WHAT THIS TASK INVOLVES: Carry on the article about Brisbane's inner-city rental market, starting after its last sentence.

━━ GIVEN PASSAGE ━━

The Brisbane’s inner city rental market has been termed “weak” by the Real Estate Institute of Queensland (REIQ). Here’s what they are talking about.

The REIQ recorded a 3.8% vacancy rate in Brisbane’s inner ring (0 to 5 kilometres from the city centre) in December 2014.

Any vacancy rate figure above 3.5% is categorised as “weak”, while a market is considered “tight” if it has a vacancy rate below 2.5%, and healthy with a vacancy rate between 2.5% and 3.5%.

“The other “weak” Queensland markets in December were in Bundaberg, Gladstone, Rockhampton,  Mackay and Townsville, with Mackay topping vacancy rates at 10.3%.

The Brisbane inner market is the only greater Brisbane region with a “weak” market. The REIQ notes that vacancy rates are trending upwards.

In a release, REIQ chief executive Antonia Mercorella said: “Residential vacancy rates are prone to seasonal fluctuations over the Christmas/New Year period and 2014 was no different.”

“Many REIQ agents reported softer tenant demand in December, with many leases expiring as students finish up their studies and others also take up employment opportunities in new locations.”

However, Brisbane’s inner market is experiencing weaker conditions than in previous years: In December 2012, the REIQ recorded a vacancy rate of 2%. In the same month of 2011, Brisbane had an inner city vacancy rate of 1.9%.

According to the REIQ, the median price of a unit in Brisbane was $420,000 in the September Quarter. In the latest HSBCDownunder Digest report, HSBC forecasts 6% to 7% price growth for Brisbane homes in 2015, with 4% to 7% forecast for 2016.

Click to open in new window:

This West End property will be available to rent in March at $540 per week. The two bedroom “near new” apartment was advertised to rent in September at $550 per week, with the asking rent lowered last month.

At its current advertised rent, investors who paid $510,000 in May 2013 will be receiving a yield of 5.6%.

Buyers paid $465,000 for this National Rental Affordability Scheme (NRAS) unit in July 2014. It was listed to rent late last month for $397 per week – slightly less than the $400 per week the previous owners were expecting this time last year.

According to Domain Group, vacancy rates for units in the greater Brisbane area were higher for units than houses in January, which is normal across all the capital city markets (see graph below).

Source: Domain Group

The unit at Kangaroo Point, has two bedrooms and two bathrooms. Its current advertised rental rate reflects a 4.4% yield.

SQM Research data shows that asking rents for units in the Brisbane inner region have remained relatively stable over the past five years.

Click to open in new window:

However, there have been recent warnings, including this from Terry Ryder, about the threat of oversupply in the Brisbane inner market:-

A media release this week was positively gushing in its eulogy of the Brisbane inner city apartment market. Sales are surging, it said, and the level of new construction in the pipeline was a cause for celebration. The market, apparently, “continues to shine”.

From where I’m sitting, sales are not surging and the new construction – 14 new projects with 1,400 apartments were launched in the June quarter alone – will make worse an existing oversupply.

The thing is, the people building, promoting and selling apartments are concerned only about finding buyers. They’re not interested in the broader consequences of the projects that are earning them money.

If the apartments in the current project sell, they pocket the profits and commissions, and move on to the next one.

━━━
━━ MATERIAL SUPPLIED ━━

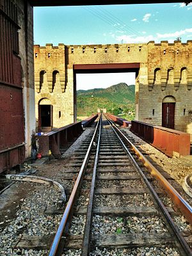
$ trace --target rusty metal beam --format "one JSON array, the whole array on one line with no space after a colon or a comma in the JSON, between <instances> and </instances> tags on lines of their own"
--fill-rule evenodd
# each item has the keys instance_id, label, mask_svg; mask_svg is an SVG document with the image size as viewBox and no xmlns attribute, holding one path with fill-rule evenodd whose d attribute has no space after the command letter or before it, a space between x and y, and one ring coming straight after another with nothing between
<instances>
[{"instance_id":1,"label":"rusty metal beam","mask_svg":"<svg viewBox=\"0 0 192 256\"><path fill-rule=\"evenodd\" d=\"M99 122L98 122L94 134L92 137L92 141L90 142L90 144L89 145L88 149L87 150L87 152L86 154L85 157L84 159L84 161L83 162L83 164L81 165L80 171L79 172L78 176L77 177L76 183L74 184L74 188L72 189L72 191L71 193L71 195L70 196L70 198L68 199L67 205L66 206L66 208L65 209L65 212L63 214L60 226L57 230L56 234L54 236L54 240L52 241L50 251L49 251L49 256L54 256L57 253L57 251L58 249L58 246L60 243L61 238L62 237L62 234L64 230L64 228L65 227L68 218L69 216L70 212L72 210L72 208L73 207L74 202L75 200L75 197L76 195L76 193L77 193L77 190L79 189L79 186L80 184L81 179L83 177L85 168L86 166L87 163L89 159L89 156L91 153L91 149L92 147L92 145L93 143L93 140L95 140L95 138L96 136L96 134L97 132L97 129L99 127Z\"/></svg>"}]
</instances>

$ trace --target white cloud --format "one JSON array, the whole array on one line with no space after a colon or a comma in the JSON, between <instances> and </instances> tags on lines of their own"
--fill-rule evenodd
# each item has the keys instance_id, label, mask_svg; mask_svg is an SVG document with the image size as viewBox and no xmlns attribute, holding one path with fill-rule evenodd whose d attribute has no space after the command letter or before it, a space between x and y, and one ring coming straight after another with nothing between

━━━

RESPONSE:
Others have to deal with the carnage created by their projects. And there will be repercussions from the overbuilding of apartments in Brisbane.

The situation in the Brisbane inner city market is not (yet) as serious as that in Melbourne, where the existing oversupply is serious and the future oversupply will border on catastrophic.

But Brisbane is heading down the same slippery slope to surplus as Melbourne.

In Brisbane, as in Melbourne, Sydney, the Gold Coast and other major unit markets, the inspiration for the high level of new building is the Chinese investment market. Everyone is targeting Chinese investors.

Developers and their marketing stooges don’t care about the vacancy rate figures. That’s someone else’s problem. If they can flog their apartments to Asian buyers, nothing else needs to be considered.

The people who will feel the most pain in the future will be the investor buyers. High vacancies will push down rents and the returns they will earn from their investment. That in turn will undermine values.

Others will suffer. Owners of existing properties in or near the inner city will also find it hard to tenant their properties and will have to cut rents. Their values will fall also. Home owners in those areas will be equally affected by falling values.

Overbuilding is a constant and recurrent problem in inner city apartment markets. It’s the reason capital growth rates have been so poor in Brisbane.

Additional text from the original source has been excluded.